---- Lesetext

Bisher gibt es keine Beweise für ein Laborleck. Aber seit Bidens Vorstoß ist um diese Erklärung wieder eine Debatte entstanden. Keine Frage: Wäre ein Sicherheitsleck in einem chinesischen Virenlabor Grund für Covid-19, wäre das ein massives Problem für die chinesische Regierung. Und die aktuelle Debatte wirft bereits die Frage auf, wie geschützt die Hunderten Labore sind, in denen Forscher weltweit mit teils brandgefährlichen Erregern hantieren.

Wie sicher also sind Laborexperimente mit Viren? Einer, der Antworten darauf geben kann, ist Thomas Mettenleiter. Der Biologie und Virologe ist Präsident des Friedrich-Loeffler-Instituts, ein staatliches Institut, das seit mehr als 110 Jahren Infektionskrankheiten bei Tieren erforscht – in Hochsicherheitslaboren. Dessen Standort: Die Ostseeinsel Riems nahe Greifswald, die nur durch einen Damm mit dem Festland verbunden ist.

--------
---- Vorliegende Daten

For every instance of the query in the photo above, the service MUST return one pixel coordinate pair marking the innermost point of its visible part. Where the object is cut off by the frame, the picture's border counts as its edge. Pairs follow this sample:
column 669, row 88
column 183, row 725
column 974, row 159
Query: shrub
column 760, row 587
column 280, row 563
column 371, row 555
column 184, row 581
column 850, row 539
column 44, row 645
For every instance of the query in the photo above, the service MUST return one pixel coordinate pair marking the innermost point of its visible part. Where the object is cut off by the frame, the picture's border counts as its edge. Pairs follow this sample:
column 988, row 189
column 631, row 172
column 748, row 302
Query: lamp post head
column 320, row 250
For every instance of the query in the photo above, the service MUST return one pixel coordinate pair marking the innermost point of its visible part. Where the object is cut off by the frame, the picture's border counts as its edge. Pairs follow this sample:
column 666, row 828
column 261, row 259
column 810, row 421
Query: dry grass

--------
---- Vorliegende Daten

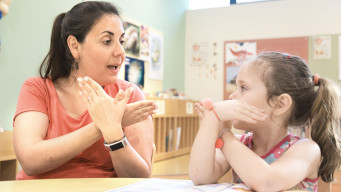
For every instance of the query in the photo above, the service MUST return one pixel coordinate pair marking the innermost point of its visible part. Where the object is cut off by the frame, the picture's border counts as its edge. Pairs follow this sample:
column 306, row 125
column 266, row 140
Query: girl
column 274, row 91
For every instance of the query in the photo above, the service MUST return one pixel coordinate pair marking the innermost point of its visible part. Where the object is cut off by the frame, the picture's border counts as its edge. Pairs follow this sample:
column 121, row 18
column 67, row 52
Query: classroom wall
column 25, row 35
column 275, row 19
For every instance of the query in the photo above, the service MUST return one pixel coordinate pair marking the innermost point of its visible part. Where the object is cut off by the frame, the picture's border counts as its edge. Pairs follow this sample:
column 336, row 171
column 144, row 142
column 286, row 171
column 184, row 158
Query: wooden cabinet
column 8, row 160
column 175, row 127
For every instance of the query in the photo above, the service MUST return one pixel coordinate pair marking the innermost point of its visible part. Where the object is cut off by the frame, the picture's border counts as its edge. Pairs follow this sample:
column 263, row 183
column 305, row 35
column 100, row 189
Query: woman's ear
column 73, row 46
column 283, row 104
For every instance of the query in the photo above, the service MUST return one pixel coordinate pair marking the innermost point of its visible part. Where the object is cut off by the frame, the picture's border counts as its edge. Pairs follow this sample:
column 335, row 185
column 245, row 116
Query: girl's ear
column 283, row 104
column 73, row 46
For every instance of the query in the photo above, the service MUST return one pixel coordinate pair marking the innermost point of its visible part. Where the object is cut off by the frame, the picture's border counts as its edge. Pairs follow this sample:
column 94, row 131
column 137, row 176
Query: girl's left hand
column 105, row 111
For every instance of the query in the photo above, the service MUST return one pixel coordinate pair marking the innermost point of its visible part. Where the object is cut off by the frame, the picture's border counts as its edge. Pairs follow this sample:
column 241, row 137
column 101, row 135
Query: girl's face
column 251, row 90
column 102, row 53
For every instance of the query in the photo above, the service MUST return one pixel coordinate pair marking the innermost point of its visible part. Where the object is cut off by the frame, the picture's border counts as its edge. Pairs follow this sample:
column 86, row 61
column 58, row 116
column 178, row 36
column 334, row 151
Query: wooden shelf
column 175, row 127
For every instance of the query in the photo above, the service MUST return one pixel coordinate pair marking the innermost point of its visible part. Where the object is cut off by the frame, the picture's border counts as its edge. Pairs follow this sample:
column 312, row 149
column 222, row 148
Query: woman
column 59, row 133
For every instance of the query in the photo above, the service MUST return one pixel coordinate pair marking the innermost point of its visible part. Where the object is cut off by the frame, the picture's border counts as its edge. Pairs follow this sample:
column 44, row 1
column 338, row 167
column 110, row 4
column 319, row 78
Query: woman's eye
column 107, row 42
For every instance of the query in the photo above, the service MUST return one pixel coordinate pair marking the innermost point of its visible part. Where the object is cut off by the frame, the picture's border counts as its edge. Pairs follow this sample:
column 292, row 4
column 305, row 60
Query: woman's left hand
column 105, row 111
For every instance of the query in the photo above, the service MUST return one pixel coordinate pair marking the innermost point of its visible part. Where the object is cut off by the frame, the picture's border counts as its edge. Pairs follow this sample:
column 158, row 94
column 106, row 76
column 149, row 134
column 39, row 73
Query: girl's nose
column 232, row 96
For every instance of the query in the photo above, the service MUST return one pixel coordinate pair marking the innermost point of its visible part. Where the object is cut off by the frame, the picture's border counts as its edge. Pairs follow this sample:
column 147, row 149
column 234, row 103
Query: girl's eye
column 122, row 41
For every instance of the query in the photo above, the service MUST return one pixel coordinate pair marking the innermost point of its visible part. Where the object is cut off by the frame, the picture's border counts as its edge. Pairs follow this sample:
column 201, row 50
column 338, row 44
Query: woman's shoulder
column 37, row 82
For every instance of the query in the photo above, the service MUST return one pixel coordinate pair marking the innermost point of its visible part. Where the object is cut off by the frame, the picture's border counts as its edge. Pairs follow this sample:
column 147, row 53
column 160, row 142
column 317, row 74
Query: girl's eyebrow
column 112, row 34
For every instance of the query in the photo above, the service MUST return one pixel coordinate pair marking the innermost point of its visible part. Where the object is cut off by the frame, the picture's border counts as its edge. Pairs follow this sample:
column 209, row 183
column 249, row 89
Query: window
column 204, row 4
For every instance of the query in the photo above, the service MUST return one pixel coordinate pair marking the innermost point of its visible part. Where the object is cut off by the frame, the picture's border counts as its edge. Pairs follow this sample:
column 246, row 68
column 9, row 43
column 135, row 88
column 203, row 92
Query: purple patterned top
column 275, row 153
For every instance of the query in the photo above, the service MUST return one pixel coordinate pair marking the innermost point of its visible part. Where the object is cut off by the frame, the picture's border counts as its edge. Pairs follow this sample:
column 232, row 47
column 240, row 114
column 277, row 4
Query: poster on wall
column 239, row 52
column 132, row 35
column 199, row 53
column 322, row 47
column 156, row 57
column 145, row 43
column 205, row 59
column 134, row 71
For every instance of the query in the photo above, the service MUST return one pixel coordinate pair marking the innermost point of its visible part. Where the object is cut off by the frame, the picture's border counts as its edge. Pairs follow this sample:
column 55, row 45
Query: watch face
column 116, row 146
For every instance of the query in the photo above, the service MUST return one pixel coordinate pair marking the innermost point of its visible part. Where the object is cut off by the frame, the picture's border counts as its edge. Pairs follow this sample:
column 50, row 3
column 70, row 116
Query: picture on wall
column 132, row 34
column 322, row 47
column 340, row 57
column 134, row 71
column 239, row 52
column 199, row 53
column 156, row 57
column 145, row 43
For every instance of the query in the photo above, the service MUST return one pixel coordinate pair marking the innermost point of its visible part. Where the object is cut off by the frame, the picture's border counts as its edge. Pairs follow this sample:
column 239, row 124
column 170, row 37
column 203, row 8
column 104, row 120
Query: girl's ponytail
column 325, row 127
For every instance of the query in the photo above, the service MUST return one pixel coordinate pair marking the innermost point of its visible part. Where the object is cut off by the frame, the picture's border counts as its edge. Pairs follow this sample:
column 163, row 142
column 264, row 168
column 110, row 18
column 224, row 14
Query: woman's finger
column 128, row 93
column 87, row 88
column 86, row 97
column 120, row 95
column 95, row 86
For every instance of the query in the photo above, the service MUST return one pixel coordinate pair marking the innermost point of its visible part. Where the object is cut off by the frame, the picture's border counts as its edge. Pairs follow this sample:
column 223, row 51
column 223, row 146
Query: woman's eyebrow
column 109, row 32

--------
---- Vorliegende Daten

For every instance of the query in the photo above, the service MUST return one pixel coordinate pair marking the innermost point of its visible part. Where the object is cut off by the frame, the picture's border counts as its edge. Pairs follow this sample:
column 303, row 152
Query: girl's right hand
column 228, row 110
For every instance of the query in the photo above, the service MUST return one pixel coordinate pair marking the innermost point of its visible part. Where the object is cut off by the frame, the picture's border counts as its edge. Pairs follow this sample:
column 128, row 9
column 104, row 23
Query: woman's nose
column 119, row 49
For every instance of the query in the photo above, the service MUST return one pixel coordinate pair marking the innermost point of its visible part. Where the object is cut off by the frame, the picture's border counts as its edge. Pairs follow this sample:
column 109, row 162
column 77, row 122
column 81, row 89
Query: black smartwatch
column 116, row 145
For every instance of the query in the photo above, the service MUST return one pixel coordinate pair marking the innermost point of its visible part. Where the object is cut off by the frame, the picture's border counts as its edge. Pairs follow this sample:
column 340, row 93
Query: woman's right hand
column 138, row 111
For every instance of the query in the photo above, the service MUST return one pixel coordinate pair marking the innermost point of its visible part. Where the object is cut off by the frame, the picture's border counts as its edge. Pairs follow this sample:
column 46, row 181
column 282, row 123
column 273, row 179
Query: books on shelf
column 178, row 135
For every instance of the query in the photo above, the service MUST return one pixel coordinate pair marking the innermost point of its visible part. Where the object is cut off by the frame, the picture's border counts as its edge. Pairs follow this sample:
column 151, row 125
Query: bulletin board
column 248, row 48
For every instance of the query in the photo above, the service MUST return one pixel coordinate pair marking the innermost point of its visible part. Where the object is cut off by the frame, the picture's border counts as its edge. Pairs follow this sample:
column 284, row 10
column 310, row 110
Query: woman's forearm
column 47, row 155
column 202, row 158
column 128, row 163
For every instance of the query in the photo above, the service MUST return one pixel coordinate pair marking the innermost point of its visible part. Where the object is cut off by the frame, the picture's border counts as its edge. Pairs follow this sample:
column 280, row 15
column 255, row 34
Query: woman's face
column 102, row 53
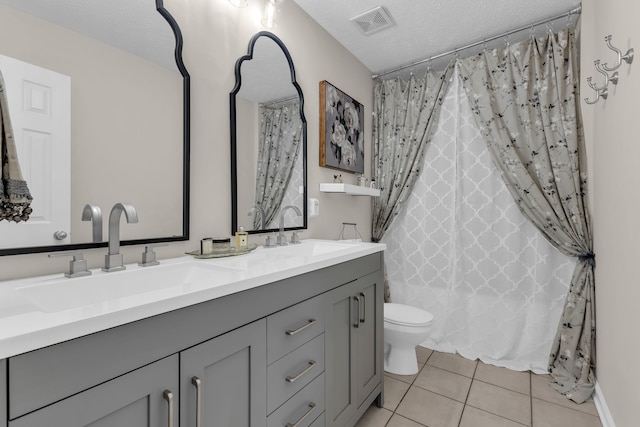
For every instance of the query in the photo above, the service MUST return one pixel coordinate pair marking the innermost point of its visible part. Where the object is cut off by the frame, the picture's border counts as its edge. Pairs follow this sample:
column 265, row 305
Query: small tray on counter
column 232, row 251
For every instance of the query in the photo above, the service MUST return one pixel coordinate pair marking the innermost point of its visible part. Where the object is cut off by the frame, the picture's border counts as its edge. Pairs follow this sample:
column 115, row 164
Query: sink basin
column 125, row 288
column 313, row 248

--------

## [Aufgabe]
Schreib den Lesetext über die Sicherheit von Viruslaboren nach seinem letzten Satz weiter.

## [Antwort]
Man nennt sie auch die Seucheninsel

Für wie wahrscheinlich hält Mettenleiter die Laborthese? „Zu 100 Prozent ausgeschlossen ist es nicht, dass aus einem Labor einmal ein Virus oder anderer Biostoff nach außen gelangt“, sagt Mettenleiter, „aus welchen Gründen oder Verkettungen auch immer“. Doch anhand der verfügbaren Informationen erscheine es im Fall von Sars-CoV-2 als unwahrscheinlich: „Zumindest gibt es bislang keine Beweise dafür.“

Mit Laborsicherheit kennt der Virologe sich aus: Auf Riems betreibt sein Institut ein Labor der höchsten von vier Biosicherheitsstufen, kurz S4. Es ist eines von dreien weltweit, in denen auch Tiere gehalten werden. Die Erreger, mit denen die Mitarbeiter darin hantieren, gehören zu den gefährlichsten überhaupt: Ebola, Krim-Kongo-Fieber, Nipahvirus. Bis zu 75 Prozent der Menschen, die sich mit Nipah infizieren, sterben daran. Die „Seucheninsel“ wird Riems darum auch im Volksmund genannt.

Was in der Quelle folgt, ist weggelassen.